Consignes »
a - Dans l'article sur la rébellion touarègue au Mali, relevez les domaines cités pour illustrer l'échec des réformes structurelles à améliorer les conditions de vie des populations.
b - Prolongez l'article sur la rébellion touarègue au Mali en enchaînant directement sur son dernier paragraphe.

Article »
Mali : Enjeux et implication de la rébellion touarègue
Le nord du Mali s’embrase à nouveau avec la rébellion touareg, avec une situation de guerre civile qui a fait plus d’une centaine de morts en un mois, menaçant l’intégrité du territoire national et la cohésion sociale. Si les origines de cette crise remontent dans le temps, on ne peut la lire aujourd’hui en dehors des influences du système mondial et de ses crises.
ETAT DES LIEUX
Comment comprendre la rébellion armée qui, aujourd’hui, endeuille le Mali et condamne des dizaines de milliers d’innocentes et d’innocents à l’insécurité et au déplacement forcé, lorsqu’on ne veut pas s’en tenir au schéma réducteur du conflit ethnique ?
La rébellion qui a débuté le 17 janvier 2012 crée dans notre pays une situation de guerre civile.
L’heure est grave : l’intégrité du territoire national et la cohésion sociale sont aujourd’hui menacées.
L’honnêteté intellectuelle et la rigueur qu’exige la gravité de la situation actuelle du Mali imposent de lire cette rébellion à la lumière du système mondial et de ses crises.
Les réformes structurelles mises en œuvre à partir de la décennie 80 en vue de corriger les dysfonctionnements du modèle néolibéral, n’ont pas atteint les objectifs visés en termes d’amélioration des conditions de vie des populations, notamment l’accès à l’alimentation, l’eau, l’éducation, la santé et l’énergie domestique. Ce constat, qui est valable pour l’ensemble du pays, revêt des conséquences particulières au Nord.
ENJEUX
Le Nord Mali se caractérise par l’extrême complexité des enjeux géopolitiques, économiques et stratégiques, sans la compréhension desquels aucune paix durable n’y est envisageable.
Le septentrion malien a souvent été le théâtre de soulèvements d’une partie de la population qui revendique son autonomie par la voie des armes. Tous les régimes, coloniaux et postcoloniaux ont été confrontés à cette situation. De l’indépendance à ce jour, les réponses de l’Etat, qui ont été à la fois militaires, politiques et socio-économiques, n’ont pas pu y instaurer la paix sur une base durable.
La mauvaise gestion, le clientélisme et la corruption que l’on relève dans la gestion des affaires publiques, exacerbent les frustrations et le sentiment d’exclusion à l’échelle du pays sans pour autant justifier la violence armée dans les autres régions.
Par ailleurs, la manière de gérer la libération des otages occidentaux a conforté AQMI dans la création au Mali d’un sanctuaire en liaison avec le terrorisme international.

Lignes d'un jeu de données
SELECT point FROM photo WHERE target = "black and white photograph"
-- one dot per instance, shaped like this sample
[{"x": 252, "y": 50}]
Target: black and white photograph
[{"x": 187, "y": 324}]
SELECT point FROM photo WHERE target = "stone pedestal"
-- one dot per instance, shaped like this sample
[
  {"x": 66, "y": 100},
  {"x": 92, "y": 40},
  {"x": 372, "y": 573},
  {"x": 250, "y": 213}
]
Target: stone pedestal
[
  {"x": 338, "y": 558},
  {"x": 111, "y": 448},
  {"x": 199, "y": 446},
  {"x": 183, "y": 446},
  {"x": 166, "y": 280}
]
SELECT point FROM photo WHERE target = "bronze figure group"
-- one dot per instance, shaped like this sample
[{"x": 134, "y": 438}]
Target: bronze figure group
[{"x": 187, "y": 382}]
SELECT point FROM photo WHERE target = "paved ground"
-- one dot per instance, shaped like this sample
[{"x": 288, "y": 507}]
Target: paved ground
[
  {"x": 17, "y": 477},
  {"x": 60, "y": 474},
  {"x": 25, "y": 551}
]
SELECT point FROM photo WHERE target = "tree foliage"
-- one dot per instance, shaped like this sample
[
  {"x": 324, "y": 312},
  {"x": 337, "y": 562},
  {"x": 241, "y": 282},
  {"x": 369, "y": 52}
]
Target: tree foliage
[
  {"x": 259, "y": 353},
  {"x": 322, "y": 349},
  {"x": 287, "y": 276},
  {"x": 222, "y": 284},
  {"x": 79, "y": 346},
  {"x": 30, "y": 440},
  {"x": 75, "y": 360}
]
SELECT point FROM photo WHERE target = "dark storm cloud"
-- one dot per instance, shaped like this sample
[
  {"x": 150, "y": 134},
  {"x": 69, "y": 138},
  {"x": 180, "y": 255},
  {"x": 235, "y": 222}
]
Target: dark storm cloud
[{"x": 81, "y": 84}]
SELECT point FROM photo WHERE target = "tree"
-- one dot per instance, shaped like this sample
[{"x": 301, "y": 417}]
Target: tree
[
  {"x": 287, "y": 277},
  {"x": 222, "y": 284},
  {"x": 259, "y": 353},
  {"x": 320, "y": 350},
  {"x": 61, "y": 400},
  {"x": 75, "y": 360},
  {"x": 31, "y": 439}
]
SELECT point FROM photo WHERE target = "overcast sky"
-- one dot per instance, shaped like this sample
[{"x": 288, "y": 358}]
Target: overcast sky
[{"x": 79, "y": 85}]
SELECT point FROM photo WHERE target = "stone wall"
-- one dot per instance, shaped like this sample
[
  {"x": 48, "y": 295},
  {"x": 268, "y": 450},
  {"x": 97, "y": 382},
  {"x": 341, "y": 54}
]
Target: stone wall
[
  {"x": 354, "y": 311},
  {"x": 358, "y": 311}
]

Corrigé »
a - L'alimentation, l'eau, l'éducation, la santé et l'énergie domestique.

b -
Nous sommes dans un processus programmé de désintégration de l’Etat et de cristallisation des identités ethniques et régionales. De ce point de vue, nous questionnons même la genèse de l’appellation « régions du Nord ».
N’y a-t-il pas une volonté d’affaiblir des Etats de la CEDEAO et l’Organisation elle-même ? N’allons-nous pas vers une résurgence du vieux projet de l’Organisation des Etats Riverains du Sahara (OERS) ?
Après le découpage du Soudan, nous sommes en droit de nous interroger sur l’intention des pays de l’OTAN de procéder à une nouvelle balkanisation de l’Afrique. Ne sommes-nous pas de fait en présence d’un processus de dépossession des ressources agricoles et minières africaines, qui constituent aujourd’hui une partie importante des réserves mondiales pour la relance de la croissance économique globale ?
De l’approche globale que nous privilégions, il ressort que l’issue à cette guerre fratricide récurrente n’est ni militaire ni financière mais politique, économique, sociale, culturelle et diplomatique.
Face à cette situation :
Nous, intellectuels, hommes et femmes de culture du Mali, signataires de ce document déclarons que :
- L’intégrité du territoire, l’unité nationale et la cohésion sociale du Mali sont des acquis sacrés.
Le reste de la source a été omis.